— EXERCISE TASK —
The data below is to be returned in full and exactly.

— PROVIDED DATA —
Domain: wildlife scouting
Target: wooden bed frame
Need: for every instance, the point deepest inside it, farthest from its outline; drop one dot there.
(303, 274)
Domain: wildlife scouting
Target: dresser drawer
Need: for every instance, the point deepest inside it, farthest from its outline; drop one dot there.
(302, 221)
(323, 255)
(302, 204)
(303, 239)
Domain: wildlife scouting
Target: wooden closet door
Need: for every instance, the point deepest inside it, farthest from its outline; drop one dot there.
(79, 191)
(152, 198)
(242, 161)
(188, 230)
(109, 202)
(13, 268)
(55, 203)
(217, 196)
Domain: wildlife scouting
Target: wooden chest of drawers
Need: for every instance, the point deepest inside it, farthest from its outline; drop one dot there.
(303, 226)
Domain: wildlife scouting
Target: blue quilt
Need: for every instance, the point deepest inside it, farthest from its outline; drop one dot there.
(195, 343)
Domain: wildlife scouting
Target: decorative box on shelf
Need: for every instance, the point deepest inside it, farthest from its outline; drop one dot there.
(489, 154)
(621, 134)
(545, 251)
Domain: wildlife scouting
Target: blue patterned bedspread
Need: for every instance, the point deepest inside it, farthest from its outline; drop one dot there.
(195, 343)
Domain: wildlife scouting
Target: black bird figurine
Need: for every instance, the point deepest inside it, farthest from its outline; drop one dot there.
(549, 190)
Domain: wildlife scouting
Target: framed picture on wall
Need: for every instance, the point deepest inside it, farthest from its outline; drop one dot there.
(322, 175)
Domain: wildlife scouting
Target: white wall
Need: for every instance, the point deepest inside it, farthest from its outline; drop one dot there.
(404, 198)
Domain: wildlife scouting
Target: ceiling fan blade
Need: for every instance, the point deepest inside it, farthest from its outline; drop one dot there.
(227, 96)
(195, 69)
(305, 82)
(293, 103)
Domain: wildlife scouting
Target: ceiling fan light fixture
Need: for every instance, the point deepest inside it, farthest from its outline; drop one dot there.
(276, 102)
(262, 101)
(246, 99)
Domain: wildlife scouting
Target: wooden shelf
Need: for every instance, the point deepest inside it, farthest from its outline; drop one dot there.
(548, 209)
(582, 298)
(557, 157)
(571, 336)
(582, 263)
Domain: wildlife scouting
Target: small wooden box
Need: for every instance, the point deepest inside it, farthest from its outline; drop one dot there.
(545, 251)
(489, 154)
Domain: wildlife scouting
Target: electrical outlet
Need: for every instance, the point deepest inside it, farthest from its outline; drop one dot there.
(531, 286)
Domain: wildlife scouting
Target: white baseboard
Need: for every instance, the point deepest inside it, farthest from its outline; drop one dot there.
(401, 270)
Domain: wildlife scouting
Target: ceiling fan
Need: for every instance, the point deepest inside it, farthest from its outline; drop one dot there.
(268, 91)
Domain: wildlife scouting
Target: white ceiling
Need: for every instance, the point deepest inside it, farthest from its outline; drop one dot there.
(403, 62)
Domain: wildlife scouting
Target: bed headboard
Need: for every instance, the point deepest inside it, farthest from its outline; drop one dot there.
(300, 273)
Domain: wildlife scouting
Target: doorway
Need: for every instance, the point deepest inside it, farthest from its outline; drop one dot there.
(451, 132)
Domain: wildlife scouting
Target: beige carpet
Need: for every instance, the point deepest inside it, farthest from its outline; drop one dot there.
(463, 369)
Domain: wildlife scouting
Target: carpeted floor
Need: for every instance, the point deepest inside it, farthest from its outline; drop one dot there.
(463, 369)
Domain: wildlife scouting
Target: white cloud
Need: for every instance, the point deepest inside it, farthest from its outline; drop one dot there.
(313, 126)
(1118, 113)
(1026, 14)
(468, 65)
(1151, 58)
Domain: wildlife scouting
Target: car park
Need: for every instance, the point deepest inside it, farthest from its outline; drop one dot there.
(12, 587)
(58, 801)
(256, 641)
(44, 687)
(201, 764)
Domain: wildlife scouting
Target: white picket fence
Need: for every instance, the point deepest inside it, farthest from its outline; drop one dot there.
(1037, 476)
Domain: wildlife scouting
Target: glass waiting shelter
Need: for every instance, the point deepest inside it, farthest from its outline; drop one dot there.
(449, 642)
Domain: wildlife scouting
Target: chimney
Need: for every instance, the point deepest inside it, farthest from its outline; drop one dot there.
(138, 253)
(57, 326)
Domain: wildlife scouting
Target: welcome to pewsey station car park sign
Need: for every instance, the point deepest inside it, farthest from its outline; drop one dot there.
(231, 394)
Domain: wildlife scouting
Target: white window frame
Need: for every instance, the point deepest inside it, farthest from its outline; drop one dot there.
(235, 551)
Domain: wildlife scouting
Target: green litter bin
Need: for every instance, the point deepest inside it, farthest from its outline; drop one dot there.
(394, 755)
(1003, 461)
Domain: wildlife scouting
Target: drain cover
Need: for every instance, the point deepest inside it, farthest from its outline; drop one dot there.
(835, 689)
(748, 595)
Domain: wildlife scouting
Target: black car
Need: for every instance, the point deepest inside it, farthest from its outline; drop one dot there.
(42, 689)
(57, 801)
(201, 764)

— RESULT BELOW —
Domain: wildlife scouting
Target: wooden bed frame
Need: for every instance, the point deepest inside it, farthest from its outline; drop one dot there.
(303, 274)
Domain: wildlife scouting
Target: dresser drawer
Need: for every instance, the point deepest inside it, farthest from its outline; drop one dot there.
(302, 221)
(323, 255)
(302, 204)
(303, 239)
Domain: wildlife scouting
Target: wooden closet door
Need: for every instance, the point deepest inside it, farthest from its outline; drop one dot there.
(79, 191)
(152, 198)
(242, 161)
(188, 230)
(109, 202)
(13, 268)
(55, 203)
(217, 196)
Domain: wildlife scouting
Target: wooden chest of drawers
Need: for every instance, the point deepest inside it, farthest from its outline; drop one dot there.
(303, 226)
Domain: wildlife scouting
Target: blue quilt
Need: for every instance, the point deepest inside it, farthest from its outline; drop one dot there.
(195, 343)
Domain: wildlife scouting
Target: decorative box on shelf
Need: for every instance, the point deepest inside it, farthest from its outline; drop one dot there.
(489, 154)
(621, 134)
(545, 251)
Domain: wildlife scouting
Target: blue patterned bedspread
Need: for every instance, the point deepest inside it, farthest from its outline; drop one dot there.
(195, 343)
Domain: wildlife scouting
Target: black bird figurine
Need: for every instance, the point deepest inside it, farthest from its outline; drop one dot there.
(549, 190)
Domain: wildlife scouting
Target: framed picture on wall
Need: for every instance, the point deepest inside it, farthest from its outline; drop one dot there.
(322, 175)
Domain: wildlife scouting
Target: white wall
Need: for every instance, the point deepest inside it, farthest from its outline; drop one dot there.
(404, 198)
Domain: wildlife scouting
Target: ceiling fan blade
Need: for every instance, the point deepest inside it, farthest from its outline; drop one dot there.
(227, 96)
(195, 69)
(305, 82)
(293, 103)
Domain: wildlife scouting
Target: ceiling fan light fixture
Need: for every instance, the point deepest inside it, farthest from its outline; drop one dot there.
(276, 102)
(262, 101)
(246, 99)
Domain: wildlife scouting
Target: wooden shelf
Need: for every instance, the point deepest inside it, farthest from its outline; drop one dot there.
(548, 209)
(582, 298)
(557, 157)
(571, 336)
(582, 263)
Domain: wildlife scouting
Target: small wooden box
Need: for every instance, the point deepest inside it, farthest from its outline; drop one dot there.
(545, 251)
(489, 154)
Domain: wildlife scouting
Target: electrical outlet
Need: for every instance, the point deepest inside it, farthest from its outline; drop one dot there.
(531, 286)
Domain: wildlife scouting
Target: white baseboard
Need: for every instance, the point deepest inside it, farthest from its outline; drop one dot there.
(401, 270)
Domain: wildlife scouting
Target: ceiling fan
Need: for every instance, the point deepest inside it, farthest from its outline; drop one dot there.
(268, 91)
Domain: wildlife scouting
Target: white ceiling
Need: for every instance, the point deepest inside it, farthest from its outline; drop one dot there.
(403, 62)
Domain: wildlife scouting
Target: bed headboard
Need: for every instance, the point deepest inside it, farthest from its outline; drop one dot there.
(300, 273)
Domain: wildlife scouting
Target: doorway
Need: for every instance, the point deepest inside it, farthest from its outline; drop one dot there.
(451, 132)
Domain: wildlife scouting
Target: beige carpet
Need: for every instance, the point deepest inside it, farthest from its outline; drop one dot there.
(463, 369)
Domain: wildlife scouting
Target: carpeted floor
Need: for every instance, the point deepest inside it, farthest from its outline; drop one dot there.
(463, 369)
Domain: wildlife scouting
Target: white cloud
Need: for every instance, the point deepest inside it, farthest from its outline; drop one dot there.
(313, 126)
(1118, 113)
(1026, 14)
(468, 65)
(1151, 58)
Domain: wildlife scouting
Target: car park
Need: for every instance, the point deepest inside it, farthest from its outline; drop one dot there.
(12, 587)
(58, 801)
(256, 641)
(44, 687)
(201, 764)
Domain: wildlife scouting
Target: white picket fence
Need: for every instance, the point deepest inside it, farthest from its outline; drop one dot there.
(1037, 476)
Domain: wildlife scouting
Target: glass waiting shelter
Need: for every instance, the point deepest inside it, farthest from its outline; drop one dot there.
(449, 642)
Domain: wildlife scouting
Target: chimney
Need: for every instance, the point deepest inside it, farthest from its outline; drop one dot there.
(138, 253)
(57, 326)
Domain: wildlife scouting
Target: welcome to pewsey station car park sign
Need: for every instance, the point deepest inside it, farthest from its outline; drop one dot there.
(231, 394)
Domain: wildlife scouting
Target: white window frame
Need: for every instance, the point deepest inside it, farthest from its outline; drop one dot there.
(235, 551)
Domain: wildlife scouting
Target: green litter bin
Need: for every instance, the point deepest inside it, farthest from its outline; drop one dot there.
(394, 755)
(1003, 461)
Domain: wildlife scouting
Target: drain cover
Need: for every instance, the point deepest inside it, farthest from its outline; drop one dot there.
(835, 689)
(748, 595)
Domain: wildlife scouting
Target: black car
Need: for every instance, the point deepest inside it, farthest from its outline; drop one dot there.
(42, 689)
(57, 801)
(201, 764)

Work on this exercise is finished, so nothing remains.